----- PAGE EXCERPT
Postby elantra » Wed Oct 18, 2023 1:48 pm

P!N20 wrote:
Wed Oct 18, 2023 12:38 pm
“Our car parks aren’t structurally safe for our heavier cars,” Mepham said.

Any structural engineers in the house? Sounds like **** to me.
Easy problem to fix - just make each Parking space proportionally bigger so that the total loading on the structure won’t be greater. :lol:

And then we might have to build more car parks- :roll:
Yeah, nah.

Yes just about every “car” these days is heaps heavier than when the boom in buildings big Shopping centres started in the late 1960’s
My first “car” was a 1970 Toyota Corona. It weighed 970 kg - less than a Ton !
My current “car” is a 2015 Holden Colorado 7-seater. Weighs 2,100kg. !! Just over 2 ton. !!!
And the average recent model dual cab 4WD ute with all the bells and whistles weighs considerably more than this, as do many of the new EV’s.

As for Congestion Tax - well I spose we already have that, we just don’t call it for what it is.
----------
----- ENTRIES SUPPLIED
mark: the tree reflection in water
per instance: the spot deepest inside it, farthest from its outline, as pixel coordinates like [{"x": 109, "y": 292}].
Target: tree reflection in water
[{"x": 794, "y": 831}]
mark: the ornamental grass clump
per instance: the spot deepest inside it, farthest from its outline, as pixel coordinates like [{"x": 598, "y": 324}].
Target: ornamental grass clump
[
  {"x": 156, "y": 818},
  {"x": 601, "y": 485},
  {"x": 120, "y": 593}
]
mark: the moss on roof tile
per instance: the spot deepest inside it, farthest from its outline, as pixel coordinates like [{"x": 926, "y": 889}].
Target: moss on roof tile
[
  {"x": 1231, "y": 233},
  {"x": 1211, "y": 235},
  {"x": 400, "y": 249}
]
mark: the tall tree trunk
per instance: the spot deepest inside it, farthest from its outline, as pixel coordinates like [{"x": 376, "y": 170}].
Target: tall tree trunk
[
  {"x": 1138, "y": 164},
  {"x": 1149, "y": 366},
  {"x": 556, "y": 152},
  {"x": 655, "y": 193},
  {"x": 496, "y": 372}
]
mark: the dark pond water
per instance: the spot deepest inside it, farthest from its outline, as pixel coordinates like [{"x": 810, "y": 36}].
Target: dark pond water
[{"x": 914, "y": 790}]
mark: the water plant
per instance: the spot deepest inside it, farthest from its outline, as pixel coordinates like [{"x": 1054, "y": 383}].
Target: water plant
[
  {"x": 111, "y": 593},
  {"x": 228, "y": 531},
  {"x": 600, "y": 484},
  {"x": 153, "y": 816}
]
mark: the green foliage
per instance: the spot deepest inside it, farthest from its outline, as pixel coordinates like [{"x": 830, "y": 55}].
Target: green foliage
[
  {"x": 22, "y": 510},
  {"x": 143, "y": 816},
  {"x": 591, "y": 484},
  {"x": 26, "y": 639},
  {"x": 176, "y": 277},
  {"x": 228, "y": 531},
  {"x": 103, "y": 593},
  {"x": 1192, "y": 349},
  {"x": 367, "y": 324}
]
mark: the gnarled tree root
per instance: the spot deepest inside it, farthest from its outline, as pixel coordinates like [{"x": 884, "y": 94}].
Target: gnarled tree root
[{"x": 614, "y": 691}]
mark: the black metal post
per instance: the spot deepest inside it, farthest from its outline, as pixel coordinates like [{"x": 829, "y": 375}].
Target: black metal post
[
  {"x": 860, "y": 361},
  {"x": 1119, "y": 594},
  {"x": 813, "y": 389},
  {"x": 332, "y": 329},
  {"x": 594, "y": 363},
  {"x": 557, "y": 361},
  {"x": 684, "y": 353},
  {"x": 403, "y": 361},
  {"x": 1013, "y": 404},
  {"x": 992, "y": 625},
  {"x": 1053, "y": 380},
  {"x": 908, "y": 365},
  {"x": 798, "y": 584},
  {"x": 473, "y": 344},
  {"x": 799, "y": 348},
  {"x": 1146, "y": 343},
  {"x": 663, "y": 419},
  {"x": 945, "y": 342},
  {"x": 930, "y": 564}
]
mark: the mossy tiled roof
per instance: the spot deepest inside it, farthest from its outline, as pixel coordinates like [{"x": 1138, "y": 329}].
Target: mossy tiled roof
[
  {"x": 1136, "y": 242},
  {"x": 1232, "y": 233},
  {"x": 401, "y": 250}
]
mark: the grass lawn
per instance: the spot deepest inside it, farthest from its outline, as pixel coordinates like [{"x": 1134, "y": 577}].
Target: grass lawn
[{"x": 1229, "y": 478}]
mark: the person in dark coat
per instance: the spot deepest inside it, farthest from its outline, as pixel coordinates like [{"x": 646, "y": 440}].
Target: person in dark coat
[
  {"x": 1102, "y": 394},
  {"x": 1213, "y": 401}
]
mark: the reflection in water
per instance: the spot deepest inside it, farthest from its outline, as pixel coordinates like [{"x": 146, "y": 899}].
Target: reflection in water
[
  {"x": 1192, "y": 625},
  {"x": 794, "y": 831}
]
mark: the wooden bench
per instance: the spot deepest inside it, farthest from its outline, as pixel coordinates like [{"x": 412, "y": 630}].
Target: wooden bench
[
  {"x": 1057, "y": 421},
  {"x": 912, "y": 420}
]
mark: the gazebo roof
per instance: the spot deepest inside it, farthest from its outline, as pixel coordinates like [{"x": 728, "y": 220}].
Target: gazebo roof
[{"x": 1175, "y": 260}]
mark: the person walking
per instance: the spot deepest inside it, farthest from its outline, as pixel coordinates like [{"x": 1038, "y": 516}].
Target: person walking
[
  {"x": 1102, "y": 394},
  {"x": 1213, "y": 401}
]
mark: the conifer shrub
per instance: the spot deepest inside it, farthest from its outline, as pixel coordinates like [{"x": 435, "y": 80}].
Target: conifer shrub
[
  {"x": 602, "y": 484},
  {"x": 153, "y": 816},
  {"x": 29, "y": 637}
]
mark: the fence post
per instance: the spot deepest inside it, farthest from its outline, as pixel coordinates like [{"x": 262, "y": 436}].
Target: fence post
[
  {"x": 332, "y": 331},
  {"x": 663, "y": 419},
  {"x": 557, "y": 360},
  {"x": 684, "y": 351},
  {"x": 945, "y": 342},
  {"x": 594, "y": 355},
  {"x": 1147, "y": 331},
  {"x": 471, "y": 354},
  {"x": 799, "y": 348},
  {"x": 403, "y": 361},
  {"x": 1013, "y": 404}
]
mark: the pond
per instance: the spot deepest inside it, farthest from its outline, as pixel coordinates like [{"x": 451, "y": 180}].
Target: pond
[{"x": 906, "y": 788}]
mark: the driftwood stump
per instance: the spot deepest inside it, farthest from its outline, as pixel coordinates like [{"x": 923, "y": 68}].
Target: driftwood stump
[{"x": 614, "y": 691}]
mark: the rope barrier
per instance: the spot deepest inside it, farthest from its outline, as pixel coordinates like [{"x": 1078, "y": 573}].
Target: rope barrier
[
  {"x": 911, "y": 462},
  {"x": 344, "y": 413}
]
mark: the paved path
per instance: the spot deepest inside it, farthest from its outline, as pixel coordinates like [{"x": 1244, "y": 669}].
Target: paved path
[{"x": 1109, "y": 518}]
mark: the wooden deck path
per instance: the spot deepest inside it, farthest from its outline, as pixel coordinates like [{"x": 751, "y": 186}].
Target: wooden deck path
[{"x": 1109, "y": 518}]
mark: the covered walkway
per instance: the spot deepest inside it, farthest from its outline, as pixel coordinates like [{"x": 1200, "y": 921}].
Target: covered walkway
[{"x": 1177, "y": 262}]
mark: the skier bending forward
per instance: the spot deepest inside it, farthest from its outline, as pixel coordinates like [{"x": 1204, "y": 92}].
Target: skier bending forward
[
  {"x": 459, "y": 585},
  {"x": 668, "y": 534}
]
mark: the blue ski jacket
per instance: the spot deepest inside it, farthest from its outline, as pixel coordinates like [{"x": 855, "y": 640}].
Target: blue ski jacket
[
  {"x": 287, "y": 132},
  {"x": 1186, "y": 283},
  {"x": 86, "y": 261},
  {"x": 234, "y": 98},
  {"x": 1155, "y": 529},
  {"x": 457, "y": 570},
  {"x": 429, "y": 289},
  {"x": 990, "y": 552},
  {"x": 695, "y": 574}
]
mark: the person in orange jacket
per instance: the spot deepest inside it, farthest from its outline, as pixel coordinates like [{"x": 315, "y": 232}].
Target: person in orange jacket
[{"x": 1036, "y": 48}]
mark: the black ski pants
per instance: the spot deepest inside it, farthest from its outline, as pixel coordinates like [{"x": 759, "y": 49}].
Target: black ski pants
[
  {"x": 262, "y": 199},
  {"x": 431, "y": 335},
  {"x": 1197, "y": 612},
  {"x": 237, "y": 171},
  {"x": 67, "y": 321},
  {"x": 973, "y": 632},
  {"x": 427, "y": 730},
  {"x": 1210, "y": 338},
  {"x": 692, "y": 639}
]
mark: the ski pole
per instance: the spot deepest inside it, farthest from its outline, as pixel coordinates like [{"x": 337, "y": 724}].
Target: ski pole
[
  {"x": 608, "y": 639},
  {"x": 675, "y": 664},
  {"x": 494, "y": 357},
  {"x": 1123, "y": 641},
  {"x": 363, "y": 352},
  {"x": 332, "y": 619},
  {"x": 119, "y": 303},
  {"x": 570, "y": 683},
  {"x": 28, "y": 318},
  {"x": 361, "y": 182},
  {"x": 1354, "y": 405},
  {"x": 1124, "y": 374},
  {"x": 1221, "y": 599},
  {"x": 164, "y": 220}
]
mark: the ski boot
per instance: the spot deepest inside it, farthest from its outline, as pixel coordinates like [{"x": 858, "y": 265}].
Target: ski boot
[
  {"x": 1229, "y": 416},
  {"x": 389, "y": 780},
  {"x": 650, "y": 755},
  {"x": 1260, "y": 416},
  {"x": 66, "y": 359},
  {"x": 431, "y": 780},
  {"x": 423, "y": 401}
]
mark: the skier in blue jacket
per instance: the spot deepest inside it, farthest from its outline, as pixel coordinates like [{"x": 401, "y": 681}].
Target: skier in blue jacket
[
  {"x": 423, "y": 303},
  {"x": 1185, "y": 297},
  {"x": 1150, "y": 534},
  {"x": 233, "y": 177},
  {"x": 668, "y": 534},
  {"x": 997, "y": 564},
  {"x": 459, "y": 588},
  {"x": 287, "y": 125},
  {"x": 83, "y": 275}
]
----------
## [TASKS TO CARRY OUT]
(a) Answer from the forum post:
(i) Who is quoted as saying car parks aren't structurally safe for heavier cars?
(ii) What was the poster's first car, and how much did it weigh?
(iii) What does the poster drive now, and what is its weight?
(b) From the forum post, pull out the passage starting with "Easy problem to" and going on through "over 2 ton. !!!", copied word for word.
Use only the forum post as your source.

## [WRITTEN RESPONSES]
(a)
(i) Mepham
(ii) A 1970 Toyota Corona, weighing 970 kg
(iii) A 2015 Holden Colorado 7-seater, weighing 2,100 kg

(b)
Easy problem to fix - just make each Parking space proportionally bigger so that the total loading on the structure won’t be greater. :lol:

And then we might have to build more car parks- :roll:
Yeah, nah.

Yes just about every “car” these days is heaps heavier than when the boom in buildings big Shopping centres started in the late 1960’s
My first “car” was a 1970 Toyota Corona. It weighed 970 kg - less than a Ton !
My current “car” is a 2015 Holden Colorado 7-seater. Weighs 2,100kg. !! Just over 2 ton. !!!